### TASK GOAL
Count the lines in the items below that contain the string "turf", treating uppercase and lowercase as different, and give only the number.

(Point labeling data based on photos)
# # # # #
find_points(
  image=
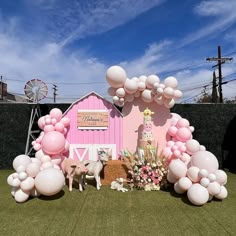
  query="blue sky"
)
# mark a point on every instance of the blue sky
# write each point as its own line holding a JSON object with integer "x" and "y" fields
{"x": 73, "y": 42}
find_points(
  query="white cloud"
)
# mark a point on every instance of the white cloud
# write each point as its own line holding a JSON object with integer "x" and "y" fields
{"x": 225, "y": 18}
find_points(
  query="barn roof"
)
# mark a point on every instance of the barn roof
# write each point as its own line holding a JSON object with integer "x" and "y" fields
{"x": 87, "y": 95}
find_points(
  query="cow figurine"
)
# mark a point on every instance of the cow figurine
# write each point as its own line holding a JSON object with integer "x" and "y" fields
{"x": 118, "y": 185}
{"x": 95, "y": 167}
{"x": 74, "y": 170}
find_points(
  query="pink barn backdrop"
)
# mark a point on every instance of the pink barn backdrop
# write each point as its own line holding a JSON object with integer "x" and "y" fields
{"x": 133, "y": 123}
{"x": 84, "y": 143}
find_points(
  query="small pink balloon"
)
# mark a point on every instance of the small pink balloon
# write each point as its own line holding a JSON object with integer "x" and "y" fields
{"x": 197, "y": 194}
{"x": 170, "y": 143}
{"x": 221, "y": 177}
{"x": 48, "y": 121}
{"x": 56, "y": 113}
{"x": 59, "y": 127}
{"x": 41, "y": 122}
{"x": 213, "y": 188}
{"x": 167, "y": 152}
{"x": 37, "y": 147}
{"x": 182, "y": 123}
{"x": 183, "y": 134}
{"x": 53, "y": 142}
{"x": 171, "y": 178}
{"x": 177, "y": 168}
{"x": 172, "y": 131}
{"x": 48, "y": 128}
{"x": 223, "y": 193}
{"x": 184, "y": 183}
{"x": 178, "y": 189}
{"x": 175, "y": 118}
{"x": 65, "y": 121}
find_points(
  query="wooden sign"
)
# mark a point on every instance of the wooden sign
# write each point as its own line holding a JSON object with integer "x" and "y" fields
{"x": 92, "y": 119}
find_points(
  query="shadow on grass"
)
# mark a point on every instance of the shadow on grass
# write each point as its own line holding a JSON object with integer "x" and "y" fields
{"x": 54, "y": 197}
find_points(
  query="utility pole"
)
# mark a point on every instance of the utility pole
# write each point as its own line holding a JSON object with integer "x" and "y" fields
{"x": 220, "y": 60}
{"x": 54, "y": 92}
{"x": 1, "y": 89}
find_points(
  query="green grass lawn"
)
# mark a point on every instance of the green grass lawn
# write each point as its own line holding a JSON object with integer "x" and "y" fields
{"x": 108, "y": 212}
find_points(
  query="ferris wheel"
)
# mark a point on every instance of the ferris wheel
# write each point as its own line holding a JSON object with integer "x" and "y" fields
{"x": 36, "y": 90}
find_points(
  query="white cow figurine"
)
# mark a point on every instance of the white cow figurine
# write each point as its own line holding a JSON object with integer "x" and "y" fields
{"x": 118, "y": 185}
{"x": 95, "y": 167}
{"x": 74, "y": 170}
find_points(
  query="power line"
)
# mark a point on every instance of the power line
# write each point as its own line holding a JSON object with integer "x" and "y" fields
{"x": 220, "y": 60}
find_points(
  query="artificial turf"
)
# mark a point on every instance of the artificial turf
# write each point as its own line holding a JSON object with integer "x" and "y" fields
{"x": 108, "y": 212}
# # # # #
### ANSWER TO THE EXERCISE
2